## SHORT TASK 1
According to the review, in what year was Keith Gordon's film adaptation of The Chocolate War released?

## EXTRACT
• • • • •
MGM // R // April 17, 2007
List Price: $14.98 [Buy now and save at Amazon]

Review by Jamie S. Rich | posted April 20, 2007 | E-mail the Author

THE MOVIE:

Life for an adolescent can often seem surreal and disconnected from the world at large. This is why most teenage tales are about alienated kids searching for some kind of place where they fit, a niche within society that works for them. Of those stories, the ones that really run with the idea can be truly special, somehow finding the way to make all the abstract feelings of the high school years come into being as a physical state while still working metaphorically as mirrors to adult life.

Robert Cormier's The Chocolate War is a classic of young adult literature. I didn't read it as a teenager, I was already in college by the time I picked it up. I had seen Keith Gordon's film adaptation years before (it was released in 1988), so I had an idea what I was getting in for. Both the book and the movie impressed me by how they managed not to flinch. There's some dark stuff in The Chocolate War. It doesn't take any easy ways out or try to make everything too clean.
• • • • •
## DATASET RECORDS
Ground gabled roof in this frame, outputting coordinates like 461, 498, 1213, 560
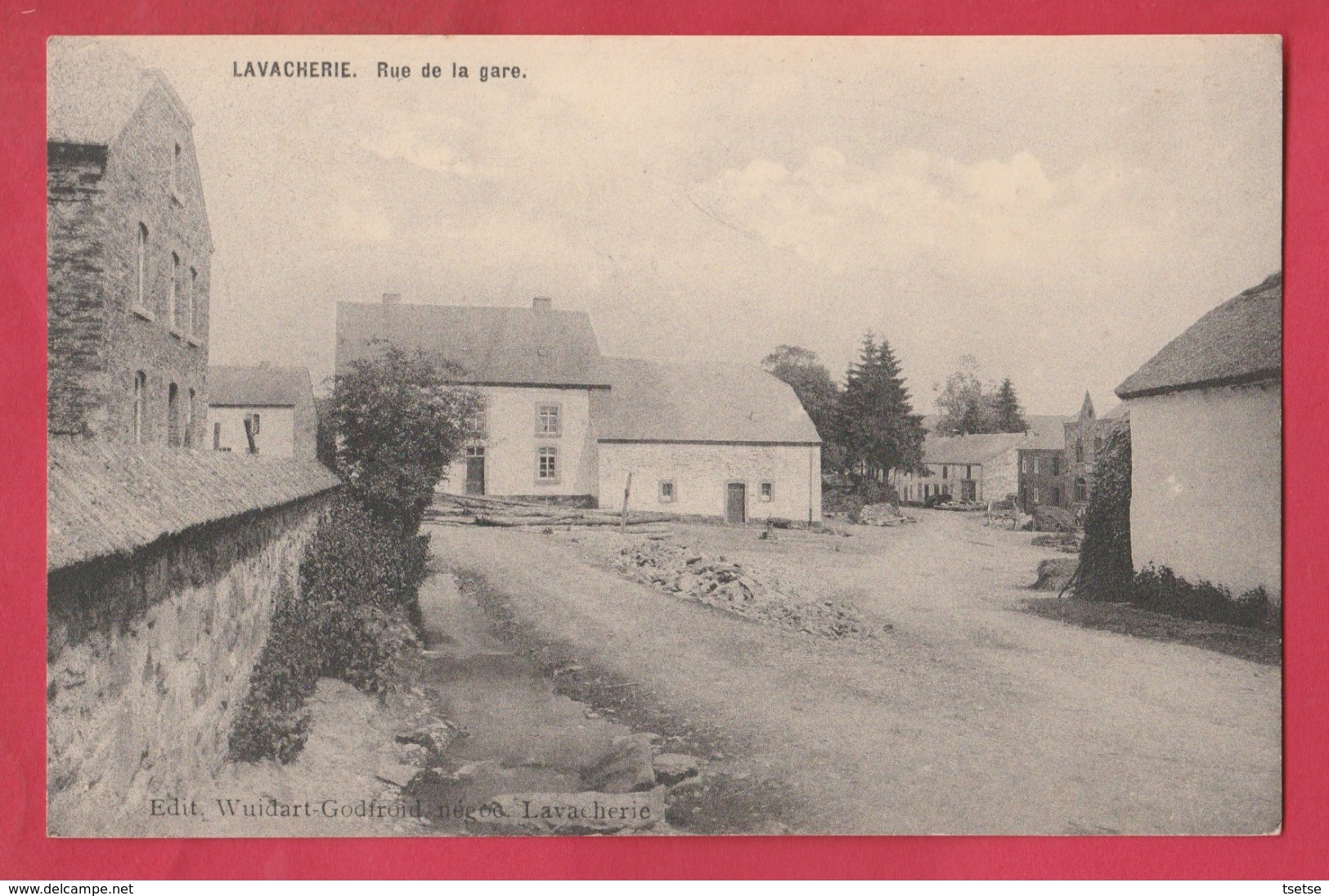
336, 302, 608, 387
208, 365, 314, 407
47, 436, 340, 571
47, 38, 194, 146
923, 414, 1075, 449
591, 357, 821, 446
923, 432, 1026, 464
1116, 272, 1282, 399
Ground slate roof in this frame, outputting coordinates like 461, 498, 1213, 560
923, 432, 1026, 464
591, 357, 821, 446
47, 436, 340, 573
208, 365, 314, 407
923, 414, 1075, 444
336, 302, 608, 387
1116, 272, 1282, 399
47, 38, 193, 146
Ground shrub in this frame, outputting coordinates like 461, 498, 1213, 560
229, 497, 428, 763
328, 344, 483, 535
1131, 563, 1276, 629
1063, 427, 1134, 601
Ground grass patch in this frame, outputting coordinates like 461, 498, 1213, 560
1022, 597, 1282, 666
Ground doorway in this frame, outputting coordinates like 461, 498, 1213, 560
466, 448, 485, 495
725, 482, 747, 522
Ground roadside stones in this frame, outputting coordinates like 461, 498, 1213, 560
654, 752, 699, 786
581, 734, 655, 794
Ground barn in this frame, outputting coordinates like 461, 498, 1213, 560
1116, 274, 1282, 598
336, 293, 821, 522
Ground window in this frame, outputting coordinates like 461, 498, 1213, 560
130, 371, 147, 444
185, 389, 198, 448
170, 144, 181, 198
536, 448, 559, 482
134, 222, 147, 311
166, 253, 179, 329
536, 404, 561, 436
466, 399, 489, 439
186, 267, 198, 339
166, 383, 179, 448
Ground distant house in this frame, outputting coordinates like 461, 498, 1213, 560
1116, 274, 1282, 597
208, 365, 319, 460
1065, 392, 1129, 507
893, 414, 1067, 512
336, 297, 821, 521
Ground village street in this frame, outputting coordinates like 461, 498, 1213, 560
428, 510, 1282, 834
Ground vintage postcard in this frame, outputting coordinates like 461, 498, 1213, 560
47, 36, 1282, 837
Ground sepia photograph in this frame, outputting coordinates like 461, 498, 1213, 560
45, 34, 1284, 837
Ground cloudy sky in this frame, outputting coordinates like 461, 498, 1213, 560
88, 38, 1282, 414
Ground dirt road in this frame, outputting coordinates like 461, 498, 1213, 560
432, 512, 1282, 834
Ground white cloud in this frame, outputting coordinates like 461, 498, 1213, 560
697, 146, 1151, 276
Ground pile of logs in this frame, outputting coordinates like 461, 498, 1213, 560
425, 495, 679, 528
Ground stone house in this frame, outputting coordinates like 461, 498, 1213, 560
336, 297, 821, 522
1065, 392, 1129, 508
891, 414, 1066, 512
47, 47, 340, 836
1116, 274, 1282, 599
208, 365, 319, 460
47, 41, 213, 446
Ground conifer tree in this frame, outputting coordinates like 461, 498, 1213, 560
838, 333, 923, 480
990, 376, 1029, 432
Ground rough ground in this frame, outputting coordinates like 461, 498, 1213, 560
432, 512, 1282, 834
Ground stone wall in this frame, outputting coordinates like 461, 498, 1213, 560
47, 144, 108, 435
47, 497, 327, 836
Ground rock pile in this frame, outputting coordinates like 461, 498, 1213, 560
859, 504, 918, 526
615, 541, 891, 639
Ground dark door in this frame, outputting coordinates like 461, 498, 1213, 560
725, 482, 747, 522
466, 448, 485, 495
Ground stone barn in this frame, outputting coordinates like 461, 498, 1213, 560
591, 357, 821, 522
208, 365, 319, 460
336, 293, 821, 522
1116, 274, 1282, 599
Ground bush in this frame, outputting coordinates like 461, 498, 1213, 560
230, 497, 428, 763
1063, 427, 1134, 601
1131, 563, 1276, 629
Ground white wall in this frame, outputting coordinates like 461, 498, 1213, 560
204, 407, 295, 457
1129, 383, 1282, 599
599, 442, 821, 521
438, 386, 597, 497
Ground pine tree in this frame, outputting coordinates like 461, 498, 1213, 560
838, 333, 923, 480
990, 376, 1029, 432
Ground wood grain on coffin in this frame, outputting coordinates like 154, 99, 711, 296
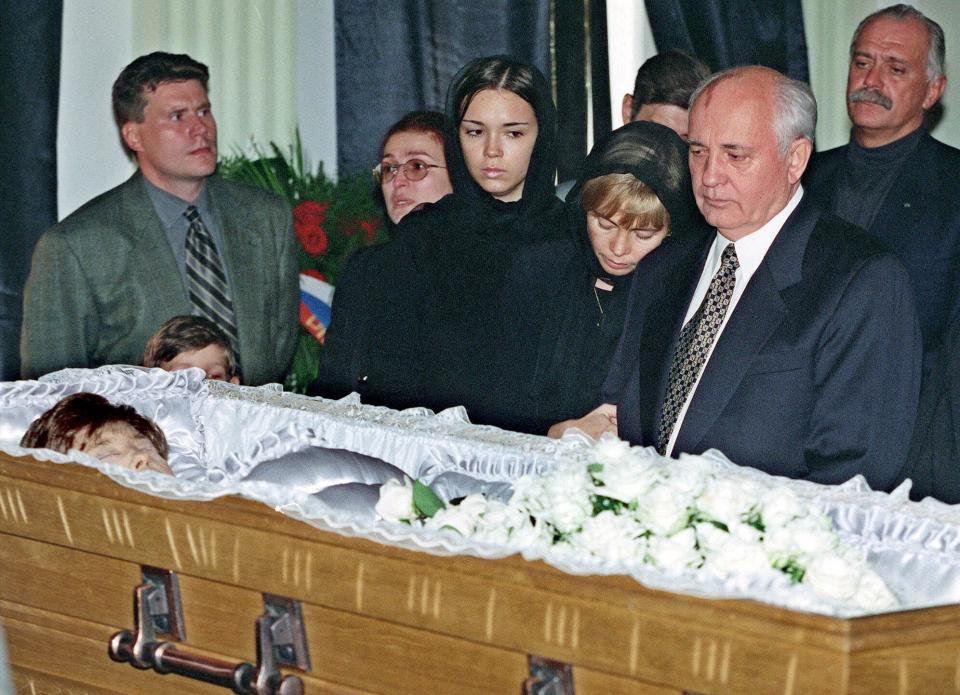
0, 457, 960, 695
13, 668, 128, 695
0, 601, 378, 695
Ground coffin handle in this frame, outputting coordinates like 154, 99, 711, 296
107, 584, 303, 695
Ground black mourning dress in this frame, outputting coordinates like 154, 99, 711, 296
372, 57, 565, 416
481, 122, 705, 434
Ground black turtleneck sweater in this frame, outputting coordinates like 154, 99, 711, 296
833, 128, 923, 229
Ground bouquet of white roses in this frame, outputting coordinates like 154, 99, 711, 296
377, 438, 897, 610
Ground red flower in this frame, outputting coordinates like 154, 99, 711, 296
293, 200, 330, 256
300, 268, 327, 282
360, 223, 380, 244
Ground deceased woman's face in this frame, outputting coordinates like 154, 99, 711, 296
460, 89, 538, 203
380, 130, 453, 224
587, 210, 668, 276
75, 422, 173, 475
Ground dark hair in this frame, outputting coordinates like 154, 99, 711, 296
380, 111, 447, 159
850, 3, 947, 80
450, 56, 537, 126
20, 392, 169, 460
630, 51, 710, 119
112, 51, 210, 128
143, 316, 238, 379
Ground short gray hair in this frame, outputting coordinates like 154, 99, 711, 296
690, 65, 817, 155
850, 3, 947, 80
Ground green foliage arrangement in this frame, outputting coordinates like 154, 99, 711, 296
218, 131, 387, 393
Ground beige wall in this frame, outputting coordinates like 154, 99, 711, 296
57, 0, 336, 218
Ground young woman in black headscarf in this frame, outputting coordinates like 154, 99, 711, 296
479, 122, 705, 434
380, 56, 564, 411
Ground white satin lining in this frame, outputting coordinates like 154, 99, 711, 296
0, 366, 960, 616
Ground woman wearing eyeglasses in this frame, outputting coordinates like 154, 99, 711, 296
373, 111, 453, 224
320, 56, 563, 411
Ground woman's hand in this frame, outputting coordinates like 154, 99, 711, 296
547, 403, 617, 439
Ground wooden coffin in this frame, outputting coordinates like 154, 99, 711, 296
0, 455, 960, 695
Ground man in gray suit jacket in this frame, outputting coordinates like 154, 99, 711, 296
20, 53, 298, 384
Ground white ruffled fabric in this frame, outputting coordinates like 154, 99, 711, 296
0, 366, 960, 616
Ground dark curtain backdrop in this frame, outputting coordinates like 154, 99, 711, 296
0, 0, 63, 380
334, 0, 550, 176
554, 0, 611, 182
646, 0, 810, 82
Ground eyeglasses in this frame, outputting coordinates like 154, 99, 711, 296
373, 159, 446, 183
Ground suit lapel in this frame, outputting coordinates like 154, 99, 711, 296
120, 171, 189, 306
661, 200, 819, 451
638, 234, 715, 444
207, 176, 264, 350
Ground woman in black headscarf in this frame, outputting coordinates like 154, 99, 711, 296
380, 56, 564, 411
488, 122, 704, 434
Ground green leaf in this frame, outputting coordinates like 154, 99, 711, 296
591, 495, 627, 516
413, 480, 446, 519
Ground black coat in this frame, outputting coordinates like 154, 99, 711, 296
603, 196, 922, 489
318, 57, 564, 409
480, 123, 705, 434
803, 126, 960, 371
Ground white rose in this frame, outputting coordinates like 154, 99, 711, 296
424, 493, 487, 536
704, 536, 770, 579
571, 511, 646, 563
759, 485, 807, 529
423, 506, 477, 536
473, 500, 539, 548
856, 567, 900, 612
647, 528, 703, 570
727, 521, 762, 545
637, 485, 691, 536
763, 526, 800, 557
666, 459, 707, 500
374, 476, 417, 523
782, 514, 839, 555
695, 523, 730, 555
591, 433, 632, 466
696, 478, 755, 526
803, 553, 861, 603
539, 464, 593, 533
595, 459, 661, 504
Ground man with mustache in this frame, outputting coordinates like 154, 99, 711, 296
20, 52, 299, 384
564, 66, 921, 489
804, 5, 960, 373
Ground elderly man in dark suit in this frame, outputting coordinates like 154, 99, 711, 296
804, 5, 960, 374
556, 67, 921, 488
20, 53, 298, 384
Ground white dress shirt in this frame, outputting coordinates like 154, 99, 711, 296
666, 186, 803, 456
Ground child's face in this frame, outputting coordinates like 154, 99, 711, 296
160, 343, 240, 384
76, 422, 173, 475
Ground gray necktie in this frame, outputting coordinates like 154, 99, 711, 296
657, 244, 740, 454
183, 205, 237, 349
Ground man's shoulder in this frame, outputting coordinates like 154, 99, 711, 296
804, 211, 906, 277
915, 133, 960, 175
44, 175, 146, 242
803, 145, 847, 188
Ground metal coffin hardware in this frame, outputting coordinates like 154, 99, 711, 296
107, 568, 310, 695
522, 654, 574, 695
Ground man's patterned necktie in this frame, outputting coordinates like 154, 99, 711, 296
657, 244, 740, 454
183, 205, 237, 349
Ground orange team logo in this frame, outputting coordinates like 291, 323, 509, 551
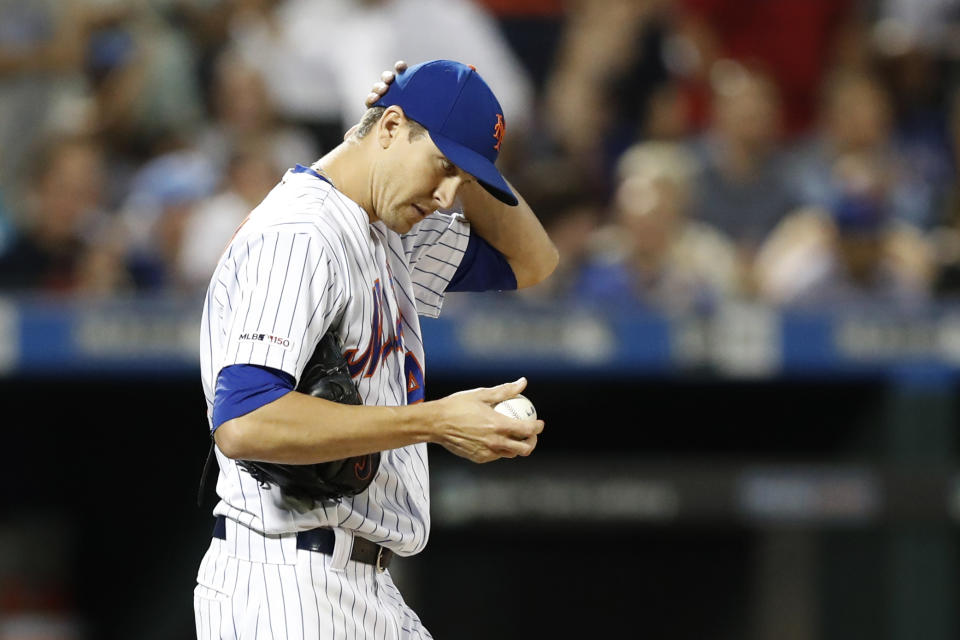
493, 113, 507, 151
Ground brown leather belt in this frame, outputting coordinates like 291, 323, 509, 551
213, 516, 393, 572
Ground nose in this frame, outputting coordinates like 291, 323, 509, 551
433, 176, 463, 209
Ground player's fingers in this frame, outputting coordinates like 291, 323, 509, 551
504, 418, 544, 440
520, 435, 537, 457
481, 378, 527, 404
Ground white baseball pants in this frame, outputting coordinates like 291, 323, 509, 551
193, 538, 432, 640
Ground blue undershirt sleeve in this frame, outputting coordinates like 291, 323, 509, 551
212, 364, 296, 431
447, 233, 517, 291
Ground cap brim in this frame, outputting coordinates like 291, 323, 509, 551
428, 131, 519, 206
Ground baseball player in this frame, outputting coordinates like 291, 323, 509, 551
194, 60, 557, 640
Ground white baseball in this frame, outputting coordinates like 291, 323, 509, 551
493, 394, 537, 420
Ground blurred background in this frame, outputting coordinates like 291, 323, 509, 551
0, 0, 960, 640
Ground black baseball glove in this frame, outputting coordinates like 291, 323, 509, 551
237, 332, 380, 503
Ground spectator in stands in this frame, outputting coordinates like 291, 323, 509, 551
930, 86, 960, 299
0, 138, 128, 293
669, 0, 867, 139
574, 142, 742, 312
232, 0, 533, 164
177, 139, 279, 291
120, 148, 219, 291
693, 60, 799, 265
873, 15, 960, 229
0, 0, 88, 210
517, 161, 603, 300
790, 70, 933, 228
194, 51, 321, 180
755, 154, 932, 311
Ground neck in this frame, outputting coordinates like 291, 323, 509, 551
313, 139, 377, 222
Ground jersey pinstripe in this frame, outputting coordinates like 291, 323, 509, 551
200, 170, 470, 560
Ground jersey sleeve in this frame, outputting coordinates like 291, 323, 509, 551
222, 230, 348, 379
401, 212, 470, 317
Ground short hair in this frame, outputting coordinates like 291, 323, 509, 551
353, 107, 427, 142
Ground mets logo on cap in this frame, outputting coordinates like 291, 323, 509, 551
493, 113, 507, 151
375, 60, 518, 206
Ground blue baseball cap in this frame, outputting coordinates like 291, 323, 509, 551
374, 60, 517, 205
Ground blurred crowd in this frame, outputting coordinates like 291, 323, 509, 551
0, 0, 960, 313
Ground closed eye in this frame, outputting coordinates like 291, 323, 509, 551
440, 158, 457, 176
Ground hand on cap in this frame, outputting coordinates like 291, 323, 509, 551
363, 60, 407, 109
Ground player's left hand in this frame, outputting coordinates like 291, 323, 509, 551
363, 60, 407, 109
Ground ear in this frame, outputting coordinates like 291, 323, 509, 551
377, 105, 407, 149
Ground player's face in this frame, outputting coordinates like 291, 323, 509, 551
376, 127, 473, 233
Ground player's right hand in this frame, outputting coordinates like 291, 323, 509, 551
429, 378, 544, 463
363, 60, 407, 109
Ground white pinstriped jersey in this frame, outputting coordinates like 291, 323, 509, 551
201, 170, 470, 562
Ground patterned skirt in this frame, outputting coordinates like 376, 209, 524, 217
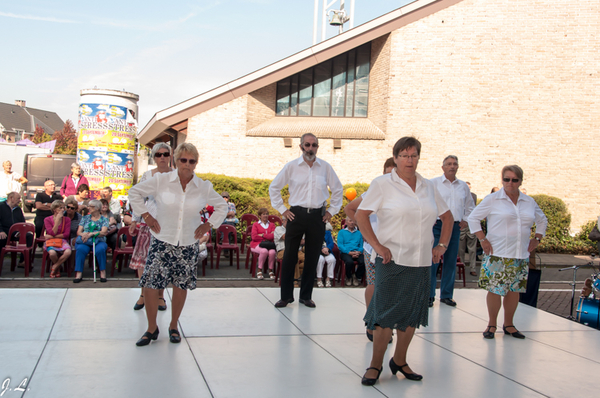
363, 257, 431, 331
478, 255, 529, 296
129, 224, 152, 269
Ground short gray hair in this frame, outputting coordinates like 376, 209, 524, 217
442, 155, 458, 166
150, 142, 173, 158
88, 199, 102, 210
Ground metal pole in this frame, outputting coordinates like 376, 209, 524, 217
313, 0, 318, 46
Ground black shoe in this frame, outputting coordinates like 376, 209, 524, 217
483, 326, 496, 340
390, 357, 423, 381
275, 298, 294, 308
300, 299, 317, 308
502, 325, 525, 339
158, 297, 171, 312
169, 329, 181, 344
361, 366, 383, 386
135, 326, 158, 347
133, 294, 144, 311
440, 298, 456, 307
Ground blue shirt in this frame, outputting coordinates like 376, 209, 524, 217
338, 229, 363, 253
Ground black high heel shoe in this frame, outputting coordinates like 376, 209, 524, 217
135, 326, 158, 347
390, 358, 423, 381
502, 325, 525, 339
361, 366, 383, 386
483, 326, 497, 340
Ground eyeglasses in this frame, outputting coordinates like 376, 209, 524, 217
398, 155, 419, 160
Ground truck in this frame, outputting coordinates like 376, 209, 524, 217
23, 154, 77, 212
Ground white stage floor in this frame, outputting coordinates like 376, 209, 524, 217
0, 288, 600, 398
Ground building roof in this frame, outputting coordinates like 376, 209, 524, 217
138, 0, 462, 144
0, 102, 65, 135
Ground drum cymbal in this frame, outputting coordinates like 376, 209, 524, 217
575, 256, 600, 263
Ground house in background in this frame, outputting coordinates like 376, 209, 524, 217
138, 0, 600, 229
0, 100, 65, 142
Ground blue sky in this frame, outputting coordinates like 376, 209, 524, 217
0, 0, 412, 128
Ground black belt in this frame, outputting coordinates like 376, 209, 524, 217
290, 206, 325, 214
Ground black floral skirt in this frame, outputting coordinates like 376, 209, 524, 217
140, 236, 199, 290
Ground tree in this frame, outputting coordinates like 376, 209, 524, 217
53, 119, 77, 155
31, 124, 52, 144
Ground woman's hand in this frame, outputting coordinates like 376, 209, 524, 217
431, 245, 446, 264
374, 245, 392, 264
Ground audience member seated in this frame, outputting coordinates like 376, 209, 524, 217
338, 217, 365, 286
0, 192, 33, 268
100, 199, 117, 252
317, 222, 335, 287
65, 184, 90, 216
73, 200, 109, 283
64, 196, 83, 247
250, 207, 277, 279
42, 200, 71, 278
273, 217, 304, 279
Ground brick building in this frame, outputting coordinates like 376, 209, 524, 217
139, 0, 600, 229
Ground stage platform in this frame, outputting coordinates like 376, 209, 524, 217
• • • • •
## SHORT TASK 2
Rewrite the stretch of entries from the line containing "Ground tree in" through the line containing "374, 245, 392, 264", keeping every line. Raise each coordinate in the answers by 9.

## FULL SOLUTION 1
1988

## FULL SOLUTION 2
Ground tree in this frame, outputting coordinates like 376, 209, 524, 217
62, 128, 86, 164
40, 133, 61, 153
Ground woman's hand in this frame, outputting coordinates like 376, 209, 524, 217
440, 254, 455, 273
383, 254, 401, 273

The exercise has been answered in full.